- _Short task_:
Copy everything in the listing below from the line containing "Is there any headlight" down to the line containing "0, 576, 800, 600", including both of those lines.

^^^^^^^^

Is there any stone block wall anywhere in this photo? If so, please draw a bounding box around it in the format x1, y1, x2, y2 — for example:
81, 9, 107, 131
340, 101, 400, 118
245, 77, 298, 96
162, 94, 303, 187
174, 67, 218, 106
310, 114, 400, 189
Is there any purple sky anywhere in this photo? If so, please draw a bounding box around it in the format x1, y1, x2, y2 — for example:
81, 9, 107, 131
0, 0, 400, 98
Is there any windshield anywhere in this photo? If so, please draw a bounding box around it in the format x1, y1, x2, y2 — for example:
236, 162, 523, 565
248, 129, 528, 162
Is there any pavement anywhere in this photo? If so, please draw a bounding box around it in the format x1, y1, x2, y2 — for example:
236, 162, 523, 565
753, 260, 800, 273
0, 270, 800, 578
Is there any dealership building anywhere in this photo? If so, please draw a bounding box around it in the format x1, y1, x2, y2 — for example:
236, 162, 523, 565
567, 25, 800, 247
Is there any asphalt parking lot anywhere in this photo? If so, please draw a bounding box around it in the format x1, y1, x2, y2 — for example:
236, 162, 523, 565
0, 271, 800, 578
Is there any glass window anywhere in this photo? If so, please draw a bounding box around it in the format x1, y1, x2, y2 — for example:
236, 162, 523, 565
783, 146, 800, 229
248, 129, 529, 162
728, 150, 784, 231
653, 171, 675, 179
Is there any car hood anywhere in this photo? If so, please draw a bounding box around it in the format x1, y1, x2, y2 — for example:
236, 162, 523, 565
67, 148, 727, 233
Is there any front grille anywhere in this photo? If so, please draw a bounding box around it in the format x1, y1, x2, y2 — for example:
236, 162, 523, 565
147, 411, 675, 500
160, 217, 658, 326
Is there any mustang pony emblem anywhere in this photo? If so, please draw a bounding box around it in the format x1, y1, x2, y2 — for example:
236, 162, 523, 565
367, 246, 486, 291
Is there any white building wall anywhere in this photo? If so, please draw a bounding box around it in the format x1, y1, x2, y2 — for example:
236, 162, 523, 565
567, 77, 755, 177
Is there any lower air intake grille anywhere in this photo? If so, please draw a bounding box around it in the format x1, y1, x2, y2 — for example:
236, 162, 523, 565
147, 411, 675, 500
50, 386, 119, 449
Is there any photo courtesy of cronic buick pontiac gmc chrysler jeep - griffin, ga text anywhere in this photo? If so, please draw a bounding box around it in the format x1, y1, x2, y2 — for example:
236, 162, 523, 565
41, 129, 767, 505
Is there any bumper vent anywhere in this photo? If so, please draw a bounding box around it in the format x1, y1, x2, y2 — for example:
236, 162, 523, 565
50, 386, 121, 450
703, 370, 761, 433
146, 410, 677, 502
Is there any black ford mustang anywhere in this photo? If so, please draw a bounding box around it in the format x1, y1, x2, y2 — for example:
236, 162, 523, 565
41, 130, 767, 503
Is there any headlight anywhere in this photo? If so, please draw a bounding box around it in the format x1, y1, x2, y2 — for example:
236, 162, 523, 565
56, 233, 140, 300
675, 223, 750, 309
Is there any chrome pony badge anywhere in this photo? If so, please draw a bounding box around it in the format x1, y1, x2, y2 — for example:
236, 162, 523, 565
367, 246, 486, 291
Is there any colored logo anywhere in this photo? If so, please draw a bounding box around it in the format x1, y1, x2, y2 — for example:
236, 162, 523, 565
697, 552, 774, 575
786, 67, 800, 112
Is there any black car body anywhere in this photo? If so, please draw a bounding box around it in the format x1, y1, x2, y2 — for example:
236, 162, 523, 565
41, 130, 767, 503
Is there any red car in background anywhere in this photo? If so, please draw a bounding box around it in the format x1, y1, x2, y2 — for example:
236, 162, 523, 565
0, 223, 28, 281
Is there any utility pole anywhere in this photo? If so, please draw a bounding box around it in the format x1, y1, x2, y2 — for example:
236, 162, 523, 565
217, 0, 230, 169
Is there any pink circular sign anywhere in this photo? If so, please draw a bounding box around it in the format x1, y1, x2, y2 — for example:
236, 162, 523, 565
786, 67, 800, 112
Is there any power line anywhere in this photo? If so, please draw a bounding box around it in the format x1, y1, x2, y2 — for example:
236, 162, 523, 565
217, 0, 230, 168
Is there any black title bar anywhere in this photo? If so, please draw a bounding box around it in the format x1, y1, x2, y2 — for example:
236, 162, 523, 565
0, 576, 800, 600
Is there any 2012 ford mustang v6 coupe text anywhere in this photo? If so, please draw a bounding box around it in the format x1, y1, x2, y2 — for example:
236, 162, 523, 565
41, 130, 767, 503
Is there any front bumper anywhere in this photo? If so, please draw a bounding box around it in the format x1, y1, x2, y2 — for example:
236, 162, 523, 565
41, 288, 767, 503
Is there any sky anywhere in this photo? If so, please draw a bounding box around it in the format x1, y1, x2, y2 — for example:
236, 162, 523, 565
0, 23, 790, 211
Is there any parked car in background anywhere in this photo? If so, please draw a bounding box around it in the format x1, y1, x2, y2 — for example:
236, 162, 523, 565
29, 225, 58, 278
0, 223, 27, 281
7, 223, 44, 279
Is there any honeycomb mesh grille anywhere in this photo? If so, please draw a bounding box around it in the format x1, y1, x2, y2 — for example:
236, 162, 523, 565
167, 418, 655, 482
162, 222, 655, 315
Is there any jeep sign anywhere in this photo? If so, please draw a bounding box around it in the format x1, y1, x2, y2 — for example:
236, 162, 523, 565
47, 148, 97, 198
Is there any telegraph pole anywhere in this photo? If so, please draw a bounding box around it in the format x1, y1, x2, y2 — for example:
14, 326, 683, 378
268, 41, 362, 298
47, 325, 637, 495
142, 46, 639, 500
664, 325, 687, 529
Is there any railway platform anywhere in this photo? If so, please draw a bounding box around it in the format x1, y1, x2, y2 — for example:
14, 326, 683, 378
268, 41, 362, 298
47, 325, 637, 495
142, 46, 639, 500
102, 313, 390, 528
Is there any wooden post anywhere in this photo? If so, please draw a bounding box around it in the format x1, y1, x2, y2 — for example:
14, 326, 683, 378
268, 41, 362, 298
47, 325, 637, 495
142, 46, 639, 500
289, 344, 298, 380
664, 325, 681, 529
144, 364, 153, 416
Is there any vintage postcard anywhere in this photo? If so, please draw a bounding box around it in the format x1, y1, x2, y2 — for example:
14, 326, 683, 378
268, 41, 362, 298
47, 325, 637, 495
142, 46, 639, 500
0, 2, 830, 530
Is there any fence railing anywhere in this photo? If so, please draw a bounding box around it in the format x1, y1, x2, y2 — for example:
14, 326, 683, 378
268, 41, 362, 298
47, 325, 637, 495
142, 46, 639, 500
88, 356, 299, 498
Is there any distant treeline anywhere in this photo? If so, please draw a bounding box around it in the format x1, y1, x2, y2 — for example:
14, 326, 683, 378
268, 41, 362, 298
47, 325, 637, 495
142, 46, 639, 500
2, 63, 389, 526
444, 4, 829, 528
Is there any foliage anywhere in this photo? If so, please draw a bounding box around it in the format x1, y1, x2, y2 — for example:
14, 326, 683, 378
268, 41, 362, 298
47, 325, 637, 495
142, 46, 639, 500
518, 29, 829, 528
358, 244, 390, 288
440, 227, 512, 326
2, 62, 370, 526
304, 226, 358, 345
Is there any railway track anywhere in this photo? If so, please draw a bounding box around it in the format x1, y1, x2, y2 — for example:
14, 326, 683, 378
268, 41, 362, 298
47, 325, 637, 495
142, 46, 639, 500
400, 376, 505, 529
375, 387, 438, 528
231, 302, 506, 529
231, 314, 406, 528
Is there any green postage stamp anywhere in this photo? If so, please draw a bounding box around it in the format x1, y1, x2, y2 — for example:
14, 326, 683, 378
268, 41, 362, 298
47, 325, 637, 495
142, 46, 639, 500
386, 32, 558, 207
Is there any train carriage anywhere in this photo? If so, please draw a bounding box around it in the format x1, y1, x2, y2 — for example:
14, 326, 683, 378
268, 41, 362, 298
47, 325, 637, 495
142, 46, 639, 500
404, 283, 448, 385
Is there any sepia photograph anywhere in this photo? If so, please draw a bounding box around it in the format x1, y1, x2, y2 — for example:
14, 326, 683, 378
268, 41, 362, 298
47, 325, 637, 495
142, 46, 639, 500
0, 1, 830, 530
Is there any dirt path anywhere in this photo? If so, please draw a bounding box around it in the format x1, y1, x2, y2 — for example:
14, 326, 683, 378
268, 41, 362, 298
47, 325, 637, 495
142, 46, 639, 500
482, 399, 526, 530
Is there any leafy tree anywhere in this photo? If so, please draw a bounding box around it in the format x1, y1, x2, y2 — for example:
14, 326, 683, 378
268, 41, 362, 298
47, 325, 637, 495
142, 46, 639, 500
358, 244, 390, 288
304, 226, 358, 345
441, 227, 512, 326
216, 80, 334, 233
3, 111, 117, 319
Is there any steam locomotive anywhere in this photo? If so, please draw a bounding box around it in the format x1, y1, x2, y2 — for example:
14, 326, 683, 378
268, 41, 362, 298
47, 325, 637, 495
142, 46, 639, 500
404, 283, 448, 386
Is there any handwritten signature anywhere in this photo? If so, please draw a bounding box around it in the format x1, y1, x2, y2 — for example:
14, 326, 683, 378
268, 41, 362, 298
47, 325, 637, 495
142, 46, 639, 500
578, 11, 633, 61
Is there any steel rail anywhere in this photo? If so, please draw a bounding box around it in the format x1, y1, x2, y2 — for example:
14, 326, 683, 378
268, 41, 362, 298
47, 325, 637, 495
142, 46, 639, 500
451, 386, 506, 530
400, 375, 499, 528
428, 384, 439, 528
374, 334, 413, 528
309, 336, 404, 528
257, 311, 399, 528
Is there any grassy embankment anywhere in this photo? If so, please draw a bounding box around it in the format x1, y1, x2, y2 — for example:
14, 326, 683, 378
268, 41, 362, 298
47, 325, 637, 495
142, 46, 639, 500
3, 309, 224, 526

^^^^^^^^

- _Reply to the task_:
Is there any headlight anywhere in this photo? If so, please draw a bounding box around it in the format x1, y1, x2, y2 — for example:
236, 162, 523, 565
56, 233, 140, 300
675, 223, 750, 309
Is there any chrome pony badge anywhere in this photo? If so, please draw a bounding box around it in the format x1, y1, x2, y2 — for example:
236, 162, 523, 565
367, 246, 486, 291
Is there any colored logo anywhere in this photo? If so, please draw a bounding box around it in the format x1, y1, x2, y2 — for example:
236, 162, 523, 565
697, 552, 774, 575
786, 67, 800, 112
Is there any black car body anywhere in this photo? If so, please draw a bounding box around it in the format x1, y1, x2, y2 — for example:
236, 162, 523, 565
41, 130, 767, 503
Is there any red car in background anywhere in this photo? If so, please draw a bounding box around it in the format x1, y1, x2, y2 — for example:
236, 162, 523, 565
0, 223, 28, 281
Is there any utility pole anywhere in this photo? If so, please draw a bounding box around it in the format x1, y1, x2, y2 — for example:
236, 162, 523, 565
217, 0, 230, 169
Is there any pink circular sign anywhere in this photo? If so, please draw a bounding box around it in the format x1, y1, x2, y2 — for example:
236, 162, 523, 565
786, 67, 800, 112
Is there any power line anywhere in this photo? If so, please draw a bounding box around it in the format x1, y1, x2, y2 — for example:
236, 162, 523, 565
217, 0, 230, 168
Is there any black title bar anywhere in this photo? If so, please draw a bounding box around it in the format x1, y1, x2, y2 — for example:
236, 162, 523, 565
0, 576, 800, 600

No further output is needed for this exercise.